Stored items
________________________________________
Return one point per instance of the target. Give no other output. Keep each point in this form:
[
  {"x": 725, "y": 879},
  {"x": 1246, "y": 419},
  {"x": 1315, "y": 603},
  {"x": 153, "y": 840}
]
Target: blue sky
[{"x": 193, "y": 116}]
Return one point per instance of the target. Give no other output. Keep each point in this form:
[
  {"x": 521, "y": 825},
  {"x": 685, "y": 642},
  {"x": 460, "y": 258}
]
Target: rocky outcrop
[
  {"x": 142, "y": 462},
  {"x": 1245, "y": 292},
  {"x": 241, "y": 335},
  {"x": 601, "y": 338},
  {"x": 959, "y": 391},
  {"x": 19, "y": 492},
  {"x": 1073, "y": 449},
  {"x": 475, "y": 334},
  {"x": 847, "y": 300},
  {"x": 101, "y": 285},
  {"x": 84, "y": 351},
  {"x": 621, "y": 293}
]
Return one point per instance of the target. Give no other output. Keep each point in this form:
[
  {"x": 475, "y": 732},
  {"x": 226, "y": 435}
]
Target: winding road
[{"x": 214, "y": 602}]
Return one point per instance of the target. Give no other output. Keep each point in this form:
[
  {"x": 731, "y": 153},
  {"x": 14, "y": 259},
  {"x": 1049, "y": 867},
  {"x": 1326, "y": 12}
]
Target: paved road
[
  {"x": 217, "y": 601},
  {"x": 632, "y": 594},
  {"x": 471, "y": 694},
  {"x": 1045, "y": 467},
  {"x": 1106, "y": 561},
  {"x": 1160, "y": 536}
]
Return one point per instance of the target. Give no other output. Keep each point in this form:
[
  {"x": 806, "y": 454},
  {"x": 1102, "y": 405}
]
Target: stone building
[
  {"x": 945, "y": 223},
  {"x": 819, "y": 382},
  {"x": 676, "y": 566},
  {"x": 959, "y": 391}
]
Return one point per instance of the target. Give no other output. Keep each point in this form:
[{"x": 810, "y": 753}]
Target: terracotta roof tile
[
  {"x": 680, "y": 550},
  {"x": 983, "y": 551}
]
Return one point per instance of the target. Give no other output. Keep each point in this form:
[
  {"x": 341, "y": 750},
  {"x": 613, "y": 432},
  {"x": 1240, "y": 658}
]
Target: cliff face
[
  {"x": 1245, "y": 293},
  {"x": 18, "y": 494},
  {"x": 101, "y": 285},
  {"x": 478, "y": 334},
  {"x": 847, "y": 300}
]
________________________________________
> _Work to be completed_:
Write down every line of the data exactly as it appears above.

> _Result of the task_:
Return one point per instance of the target. Give no other output. Keep each point in this form:
[
  {"x": 725, "y": 879},
  {"x": 1246, "y": 419},
  {"x": 1315, "y": 603},
  {"x": 153, "y": 840}
]
Target: blue sky
[{"x": 193, "y": 116}]
Return one point per instance of the target. Give no other output. Keep each point in this form:
[
  {"x": 521, "y": 825},
  {"x": 685, "y": 642},
  {"x": 460, "y": 258}
]
Target: rocky outcrop
[
  {"x": 142, "y": 462},
  {"x": 1245, "y": 292},
  {"x": 241, "y": 335},
  {"x": 601, "y": 338},
  {"x": 959, "y": 391},
  {"x": 19, "y": 492},
  {"x": 1073, "y": 449},
  {"x": 475, "y": 334},
  {"x": 847, "y": 300},
  {"x": 101, "y": 285},
  {"x": 84, "y": 351},
  {"x": 621, "y": 293}
]
Return one point per instance of the target. Give no other output. Keep each point in this form:
[
  {"x": 475, "y": 732},
  {"x": 226, "y": 435}
]
Target: winding road
[{"x": 214, "y": 602}]
Return one point per instance of the target. Give no other output. Keep each point in this form:
[
  {"x": 731, "y": 153},
  {"x": 14, "y": 259},
  {"x": 1049, "y": 867},
  {"x": 1326, "y": 12}
]
Target: paved road
[
  {"x": 217, "y": 601},
  {"x": 632, "y": 594},
  {"x": 471, "y": 694},
  {"x": 1045, "y": 467},
  {"x": 1106, "y": 561},
  {"x": 1160, "y": 536}
]
Return one point per instance of the target. Give no other output. Keep each point in this form:
[
  {"x": 806, "y": 454},
  {"x": 1102, "y": 405}
]
Target: stone building
[
  {"x": 945, "y": 223},
  {"x": 819, "y": 382},
  {"x": 676, "y": 566},
  {"x": 959, "y": 391}
]
Return one point per instance of the target. Give no other output. Keep each point in this form:
[{"x": 810, "y": 753}]
Target: terracotta roof tile
[
  {"x": 680, "y": 550},
  {"x": 983, "y": 551}
]
Return one point per instance of the target. Give no other output. Keep each point in this form:
[
  {"x": 341, "y": 750},
  {"x": 613, "y": 432},
  {"x": 1240, "y": 658}
]
Target: cliff face
[
  {"x": 1245, "y": 293},
  {"x": 18, "y": 494},
  {"x": 101, "y": 285},
  {"x": 478, "y": 334},
  {"x": 847, "y": 300}
]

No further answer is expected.